__What to do__
Identify each line below that contains the word "sock" and copy all of those lines in full.

(Pointing records)
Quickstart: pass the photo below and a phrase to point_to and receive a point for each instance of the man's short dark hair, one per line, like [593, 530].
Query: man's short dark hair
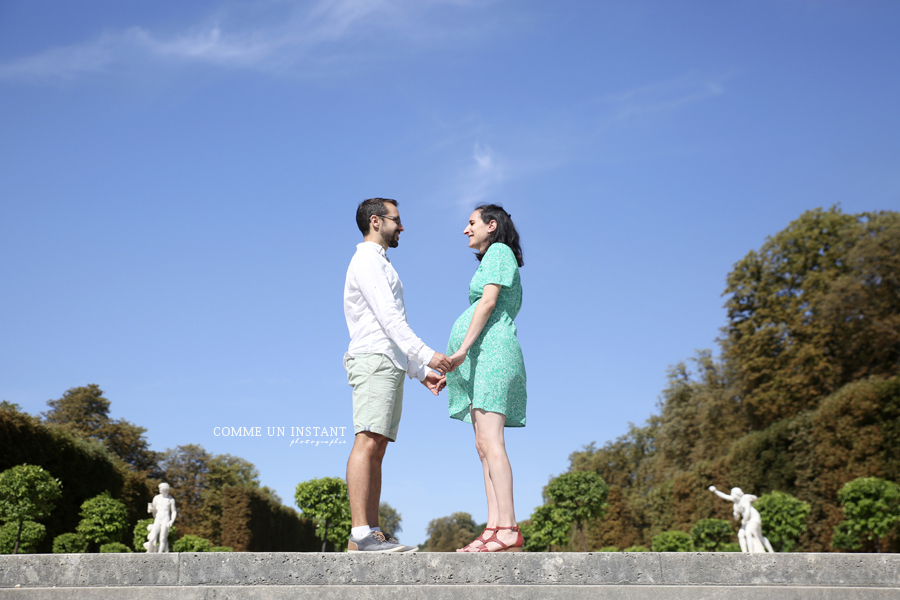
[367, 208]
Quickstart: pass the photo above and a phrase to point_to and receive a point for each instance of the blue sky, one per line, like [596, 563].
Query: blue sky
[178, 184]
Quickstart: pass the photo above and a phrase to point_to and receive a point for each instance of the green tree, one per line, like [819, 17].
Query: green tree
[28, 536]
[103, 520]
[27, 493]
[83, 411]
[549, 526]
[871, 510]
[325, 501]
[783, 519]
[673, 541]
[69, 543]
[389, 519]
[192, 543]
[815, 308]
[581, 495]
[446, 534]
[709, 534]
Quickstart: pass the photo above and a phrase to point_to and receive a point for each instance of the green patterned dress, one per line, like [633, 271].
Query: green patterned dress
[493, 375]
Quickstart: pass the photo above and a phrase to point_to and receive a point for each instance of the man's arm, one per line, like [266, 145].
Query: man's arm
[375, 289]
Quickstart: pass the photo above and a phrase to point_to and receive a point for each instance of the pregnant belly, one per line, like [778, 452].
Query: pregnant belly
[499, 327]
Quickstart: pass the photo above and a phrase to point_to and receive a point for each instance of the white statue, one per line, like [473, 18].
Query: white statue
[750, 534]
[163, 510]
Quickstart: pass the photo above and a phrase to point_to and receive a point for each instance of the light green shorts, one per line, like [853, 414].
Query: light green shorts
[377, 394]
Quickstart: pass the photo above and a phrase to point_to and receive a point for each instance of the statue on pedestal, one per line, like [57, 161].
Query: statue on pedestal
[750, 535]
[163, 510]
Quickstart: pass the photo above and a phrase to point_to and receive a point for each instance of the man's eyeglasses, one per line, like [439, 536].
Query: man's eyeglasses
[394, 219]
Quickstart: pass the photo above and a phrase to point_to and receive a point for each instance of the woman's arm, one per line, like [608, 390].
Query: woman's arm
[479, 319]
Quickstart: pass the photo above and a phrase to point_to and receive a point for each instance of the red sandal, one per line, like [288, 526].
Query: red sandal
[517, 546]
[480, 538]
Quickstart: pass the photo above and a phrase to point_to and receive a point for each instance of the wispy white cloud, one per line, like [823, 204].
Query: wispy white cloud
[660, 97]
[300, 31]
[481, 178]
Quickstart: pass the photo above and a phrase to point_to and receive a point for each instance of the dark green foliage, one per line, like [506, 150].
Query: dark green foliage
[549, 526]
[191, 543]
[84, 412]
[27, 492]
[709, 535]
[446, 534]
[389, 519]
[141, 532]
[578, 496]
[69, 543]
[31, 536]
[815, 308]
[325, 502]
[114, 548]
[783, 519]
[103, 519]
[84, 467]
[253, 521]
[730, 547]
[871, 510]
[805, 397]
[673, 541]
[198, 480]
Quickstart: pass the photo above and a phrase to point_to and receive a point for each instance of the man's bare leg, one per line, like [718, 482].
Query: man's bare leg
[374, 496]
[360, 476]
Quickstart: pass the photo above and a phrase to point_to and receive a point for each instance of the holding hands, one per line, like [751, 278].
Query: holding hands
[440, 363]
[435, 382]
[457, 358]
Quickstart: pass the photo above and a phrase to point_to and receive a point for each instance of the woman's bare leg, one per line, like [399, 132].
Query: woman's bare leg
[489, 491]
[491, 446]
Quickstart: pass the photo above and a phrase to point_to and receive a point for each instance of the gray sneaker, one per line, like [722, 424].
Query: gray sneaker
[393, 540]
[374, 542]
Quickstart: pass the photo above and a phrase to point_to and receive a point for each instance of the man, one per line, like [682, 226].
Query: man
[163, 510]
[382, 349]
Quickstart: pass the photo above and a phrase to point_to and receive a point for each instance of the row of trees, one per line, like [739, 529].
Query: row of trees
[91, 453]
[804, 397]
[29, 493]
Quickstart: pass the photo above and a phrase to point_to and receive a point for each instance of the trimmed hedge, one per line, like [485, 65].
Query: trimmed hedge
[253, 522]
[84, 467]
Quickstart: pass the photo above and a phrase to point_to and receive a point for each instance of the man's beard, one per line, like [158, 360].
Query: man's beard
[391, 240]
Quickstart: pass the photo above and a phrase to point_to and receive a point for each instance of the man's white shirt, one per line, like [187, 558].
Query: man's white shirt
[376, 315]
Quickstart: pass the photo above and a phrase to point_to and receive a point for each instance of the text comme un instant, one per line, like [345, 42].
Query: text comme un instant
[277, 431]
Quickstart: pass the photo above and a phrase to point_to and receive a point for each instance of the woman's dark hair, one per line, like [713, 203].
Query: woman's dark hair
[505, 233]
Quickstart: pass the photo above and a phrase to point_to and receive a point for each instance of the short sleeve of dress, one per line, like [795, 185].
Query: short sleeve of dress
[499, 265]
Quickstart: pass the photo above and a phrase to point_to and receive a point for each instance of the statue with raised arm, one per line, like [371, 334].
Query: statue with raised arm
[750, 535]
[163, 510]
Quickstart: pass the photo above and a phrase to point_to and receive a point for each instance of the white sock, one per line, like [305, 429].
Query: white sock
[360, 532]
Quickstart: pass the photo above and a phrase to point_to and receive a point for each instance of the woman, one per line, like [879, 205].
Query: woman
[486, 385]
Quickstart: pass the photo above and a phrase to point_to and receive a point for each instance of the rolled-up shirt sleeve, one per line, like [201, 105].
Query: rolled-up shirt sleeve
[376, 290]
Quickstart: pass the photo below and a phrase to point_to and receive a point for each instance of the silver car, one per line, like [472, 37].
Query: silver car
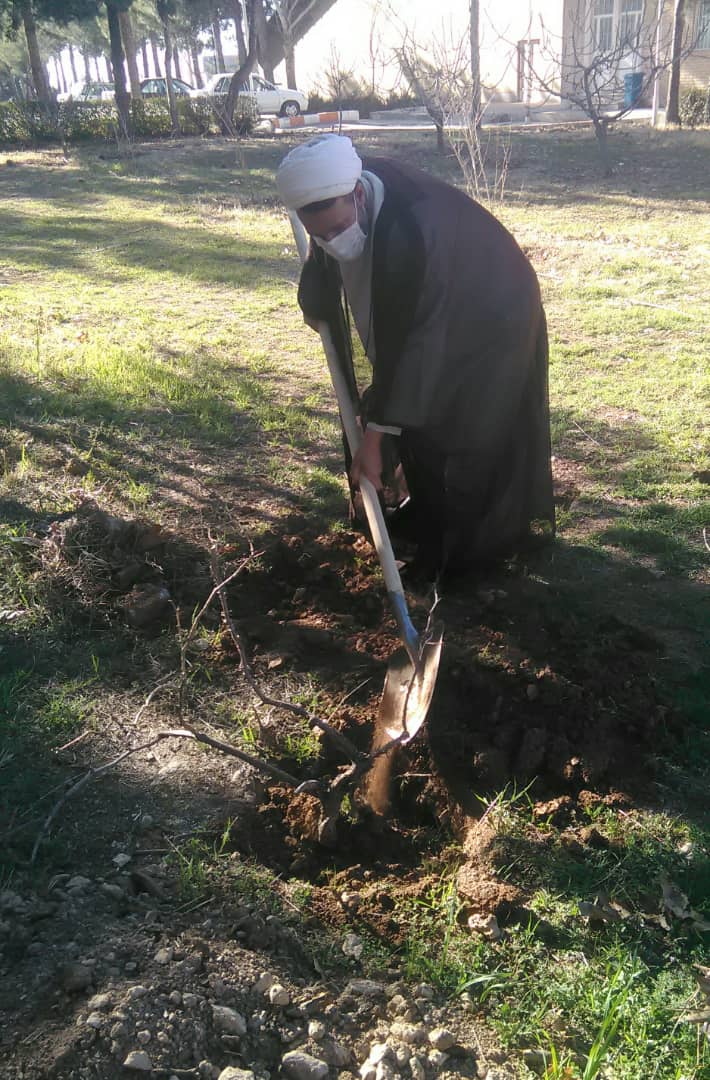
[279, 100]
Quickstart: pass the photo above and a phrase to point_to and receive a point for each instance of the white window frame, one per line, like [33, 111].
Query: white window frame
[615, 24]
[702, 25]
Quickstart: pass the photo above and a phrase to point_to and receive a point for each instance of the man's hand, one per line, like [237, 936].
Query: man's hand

* * *

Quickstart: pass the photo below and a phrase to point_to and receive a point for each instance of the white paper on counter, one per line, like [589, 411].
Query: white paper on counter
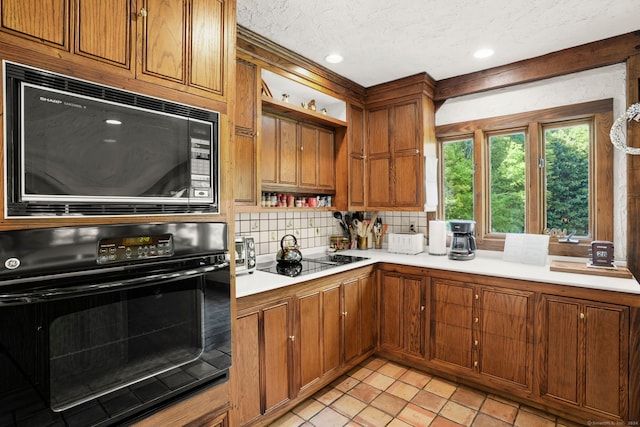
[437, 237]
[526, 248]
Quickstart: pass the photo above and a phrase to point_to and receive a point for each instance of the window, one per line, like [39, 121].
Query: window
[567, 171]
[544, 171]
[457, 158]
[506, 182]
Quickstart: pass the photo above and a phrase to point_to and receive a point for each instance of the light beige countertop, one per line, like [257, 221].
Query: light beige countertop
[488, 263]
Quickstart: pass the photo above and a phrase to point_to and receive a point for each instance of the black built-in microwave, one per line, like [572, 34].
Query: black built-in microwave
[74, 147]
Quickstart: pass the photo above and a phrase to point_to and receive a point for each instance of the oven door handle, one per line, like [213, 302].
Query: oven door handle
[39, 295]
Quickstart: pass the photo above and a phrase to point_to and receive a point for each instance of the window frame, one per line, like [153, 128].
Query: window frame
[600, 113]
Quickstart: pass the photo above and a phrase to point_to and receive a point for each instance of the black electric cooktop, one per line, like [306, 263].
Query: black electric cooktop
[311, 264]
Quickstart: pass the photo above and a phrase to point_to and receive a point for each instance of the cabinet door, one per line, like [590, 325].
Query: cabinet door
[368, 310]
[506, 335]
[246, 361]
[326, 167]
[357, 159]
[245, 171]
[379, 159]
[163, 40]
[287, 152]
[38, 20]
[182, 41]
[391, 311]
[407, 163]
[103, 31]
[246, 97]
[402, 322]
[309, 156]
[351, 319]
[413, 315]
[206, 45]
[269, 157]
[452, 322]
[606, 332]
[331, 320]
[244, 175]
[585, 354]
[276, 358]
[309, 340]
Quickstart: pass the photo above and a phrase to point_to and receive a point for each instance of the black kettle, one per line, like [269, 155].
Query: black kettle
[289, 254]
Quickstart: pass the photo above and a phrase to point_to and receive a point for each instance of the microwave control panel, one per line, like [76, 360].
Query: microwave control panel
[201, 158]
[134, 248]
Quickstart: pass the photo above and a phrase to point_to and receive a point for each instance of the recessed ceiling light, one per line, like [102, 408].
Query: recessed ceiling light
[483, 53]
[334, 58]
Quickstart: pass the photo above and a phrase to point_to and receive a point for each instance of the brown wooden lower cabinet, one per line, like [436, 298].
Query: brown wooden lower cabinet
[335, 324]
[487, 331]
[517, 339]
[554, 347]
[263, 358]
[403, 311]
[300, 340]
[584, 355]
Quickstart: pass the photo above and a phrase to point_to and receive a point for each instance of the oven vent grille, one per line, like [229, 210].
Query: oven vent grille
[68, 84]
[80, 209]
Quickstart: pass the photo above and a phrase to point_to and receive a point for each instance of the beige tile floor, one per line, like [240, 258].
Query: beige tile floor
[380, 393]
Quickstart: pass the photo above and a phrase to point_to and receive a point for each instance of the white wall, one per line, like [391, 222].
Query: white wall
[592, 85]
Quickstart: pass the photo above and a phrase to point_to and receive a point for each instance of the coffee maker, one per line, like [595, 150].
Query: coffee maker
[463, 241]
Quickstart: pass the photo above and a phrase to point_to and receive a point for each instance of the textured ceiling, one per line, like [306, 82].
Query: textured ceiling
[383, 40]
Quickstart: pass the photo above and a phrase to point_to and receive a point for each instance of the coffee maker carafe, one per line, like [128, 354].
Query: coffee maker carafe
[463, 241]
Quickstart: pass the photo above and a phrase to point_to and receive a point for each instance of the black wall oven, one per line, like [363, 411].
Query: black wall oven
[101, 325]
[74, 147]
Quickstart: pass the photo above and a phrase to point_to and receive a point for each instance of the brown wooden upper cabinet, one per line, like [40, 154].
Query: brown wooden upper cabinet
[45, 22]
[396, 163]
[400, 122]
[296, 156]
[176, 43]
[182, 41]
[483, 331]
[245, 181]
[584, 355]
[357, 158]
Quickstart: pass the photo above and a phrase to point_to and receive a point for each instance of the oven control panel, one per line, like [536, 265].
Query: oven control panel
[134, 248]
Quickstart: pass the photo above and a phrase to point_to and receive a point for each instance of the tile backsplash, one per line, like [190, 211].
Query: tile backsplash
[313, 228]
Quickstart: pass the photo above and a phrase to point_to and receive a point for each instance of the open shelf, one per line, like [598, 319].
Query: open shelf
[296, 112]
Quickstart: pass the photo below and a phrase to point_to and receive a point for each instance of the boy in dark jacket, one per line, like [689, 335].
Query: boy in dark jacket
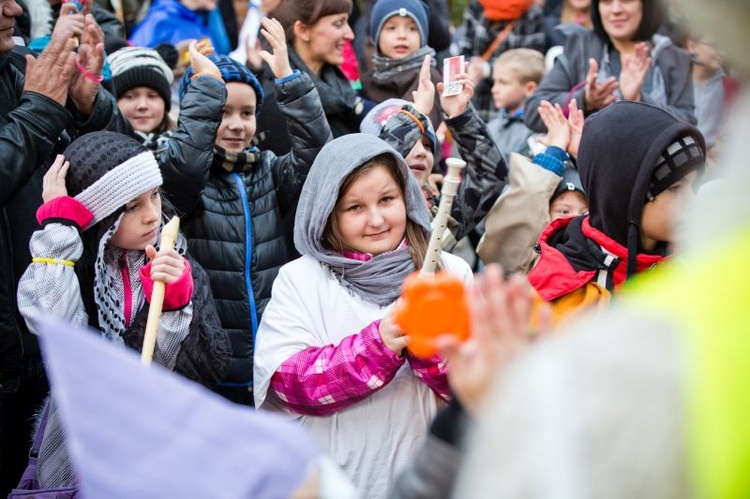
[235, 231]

__Written response__
Quickstart: pass the photo above and a phrase to point_to and receive a point for each instance of the white sock, one per line, like [305, 429].
Query: white sock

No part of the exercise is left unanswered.